> What this task involves: Show every line of the items below that contains the string "post", copying each line in full.

> The data:
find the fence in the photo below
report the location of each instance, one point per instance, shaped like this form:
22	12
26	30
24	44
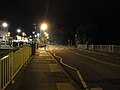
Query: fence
108	48
11	63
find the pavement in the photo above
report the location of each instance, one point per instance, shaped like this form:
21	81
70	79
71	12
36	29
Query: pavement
42	73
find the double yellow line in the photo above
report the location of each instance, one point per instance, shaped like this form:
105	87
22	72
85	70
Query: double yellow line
77	71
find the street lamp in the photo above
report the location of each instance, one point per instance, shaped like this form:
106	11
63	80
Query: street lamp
23	34
5	25
44	26
18	30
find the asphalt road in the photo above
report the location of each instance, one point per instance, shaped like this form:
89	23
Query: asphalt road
97	72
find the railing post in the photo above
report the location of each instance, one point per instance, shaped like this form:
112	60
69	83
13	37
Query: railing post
0	74
100	47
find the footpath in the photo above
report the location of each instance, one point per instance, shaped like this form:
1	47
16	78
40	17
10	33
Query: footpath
42	73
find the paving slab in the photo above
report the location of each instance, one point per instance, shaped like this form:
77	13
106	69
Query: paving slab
42	73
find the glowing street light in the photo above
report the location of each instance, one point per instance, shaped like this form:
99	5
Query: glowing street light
4	24
43	27
18	30
23	34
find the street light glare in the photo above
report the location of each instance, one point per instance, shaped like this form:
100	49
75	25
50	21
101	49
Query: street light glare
44	26
4	24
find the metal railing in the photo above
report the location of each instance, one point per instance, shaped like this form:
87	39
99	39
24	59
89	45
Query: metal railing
11	64
108	48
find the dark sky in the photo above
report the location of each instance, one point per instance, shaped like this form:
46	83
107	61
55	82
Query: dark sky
64	13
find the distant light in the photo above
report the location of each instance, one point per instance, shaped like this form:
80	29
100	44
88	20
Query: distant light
4	24
18	30
33	32
43	26
38	34
30	36
35	35
47	37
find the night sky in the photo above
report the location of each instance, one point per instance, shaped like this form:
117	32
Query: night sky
63	13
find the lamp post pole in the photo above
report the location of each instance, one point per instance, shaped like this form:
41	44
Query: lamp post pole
5	25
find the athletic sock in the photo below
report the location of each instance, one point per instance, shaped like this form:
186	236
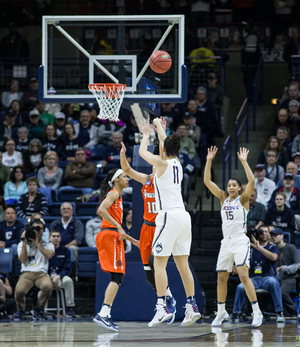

> Result for this exercise:
find the railing post in the photo above
Query: railing post
find the lamp post pole in the photo above
Query: lamp post pole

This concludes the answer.